**Page text:**
Some combinations of output options are logically incompatible. For
instance, /H/L makes no sense. In such cases, GREP will turn off one of the
incompatible options and tell you what it did.

The following list of incompatibilities is given for completeness only:
       /B    overrides /H; ignored with /L or /U
       /C    overrides /H, /L, /N, /P
       /H    ignored with /B, /C, /L, /U
       /L    overrides /B, /H, /N, /P, /U; ignored with /C
       /N    ignored with /C or /L
       /P    ignored with /C or /L
       /U    overrides /B and /H; ignored with /L

  ------------------------------------------------------------------------

                            Regular expressions

  ------------------------------------------------------------------------
A regular expression is essentially a string with a bunch of operators
thrown in to express possibilities like "any of these characters" and
"repeated".

Normal and special characters

To understand regular expressions, you need to know the difference between
special characters and normal characters. (The meanings of the special
characters will be explained in the next section.)

The following characters are special if they occur in the listed contexts:

   * the backslash (\), always
   * the period (.), asterisk (*), plus sign (+), and left square bracket
     ([), anywhere except within square brackets
   * the caret (^), only at the beginning of the regular expression or
     immediately after a left square bracket
   * the dollar sign ($), only at the end of the regular expression
   * the minus sign or hyphen (-), only between square brackets

Any other character, or one of the above characters not in the listed
context, is a normal character. Any of the above characters also becomes a
normal character if preceded by a backslash, as will be shown below.

How to construct a regular expression

Here are the rules for a regular expression:

single character
     Any normal character matches itself. To match a special character,
     precede it with a backslash (\). Example: to search for the string
     "^abc\def", you must put backslashes before the two special characters
     to make GREP treat them as normal characters and not give them special
     meanings, so that \^abc\\def is your regular expression.

**Given request 1:**
Answer these questions from the GREP text:
(a) Which combination of output options is given as an example that makes no sense?
(b) In what position is the dollar sign a special character?
(c) What regular expression searches for the string "^abc\def"?
The GREP text and the entries come from unrelated sources.

**Material for this task:**
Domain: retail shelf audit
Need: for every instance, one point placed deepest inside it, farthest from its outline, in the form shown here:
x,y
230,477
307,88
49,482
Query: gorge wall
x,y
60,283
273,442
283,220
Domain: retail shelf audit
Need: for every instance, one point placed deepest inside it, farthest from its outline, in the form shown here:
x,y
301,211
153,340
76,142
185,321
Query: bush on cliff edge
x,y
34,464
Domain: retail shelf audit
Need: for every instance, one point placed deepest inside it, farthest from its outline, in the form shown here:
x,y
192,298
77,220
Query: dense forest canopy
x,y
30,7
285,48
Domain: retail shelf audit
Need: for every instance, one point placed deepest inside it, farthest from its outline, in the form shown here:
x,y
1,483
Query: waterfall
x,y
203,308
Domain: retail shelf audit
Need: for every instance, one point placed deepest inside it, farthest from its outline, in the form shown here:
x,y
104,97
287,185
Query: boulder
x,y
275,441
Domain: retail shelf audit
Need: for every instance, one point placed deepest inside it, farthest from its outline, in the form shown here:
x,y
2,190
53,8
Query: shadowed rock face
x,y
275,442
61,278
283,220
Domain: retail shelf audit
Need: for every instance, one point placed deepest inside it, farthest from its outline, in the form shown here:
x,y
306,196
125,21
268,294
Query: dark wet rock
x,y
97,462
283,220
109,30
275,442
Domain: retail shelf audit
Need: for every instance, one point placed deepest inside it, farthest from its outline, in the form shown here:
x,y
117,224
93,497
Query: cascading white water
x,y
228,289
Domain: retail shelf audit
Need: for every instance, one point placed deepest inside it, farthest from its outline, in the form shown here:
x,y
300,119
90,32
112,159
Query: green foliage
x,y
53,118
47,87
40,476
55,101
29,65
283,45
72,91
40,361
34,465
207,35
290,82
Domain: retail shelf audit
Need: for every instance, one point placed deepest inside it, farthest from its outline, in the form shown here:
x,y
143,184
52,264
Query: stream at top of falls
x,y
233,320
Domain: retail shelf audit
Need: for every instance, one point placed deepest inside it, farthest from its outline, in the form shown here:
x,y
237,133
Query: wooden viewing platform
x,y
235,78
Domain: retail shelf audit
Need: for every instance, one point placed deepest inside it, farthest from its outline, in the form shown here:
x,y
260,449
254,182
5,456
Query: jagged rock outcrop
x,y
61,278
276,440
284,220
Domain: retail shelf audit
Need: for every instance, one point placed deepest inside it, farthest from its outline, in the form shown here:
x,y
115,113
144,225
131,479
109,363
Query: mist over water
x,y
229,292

**Given request 2:**
Count the lines of the entries that contain the string "rock", with case counting, and give only the number.

**Task result 1:**
(a) /H/L
(b) Only at the end of the regular expression
(c) \^abc\\def

**Task result 2:**
3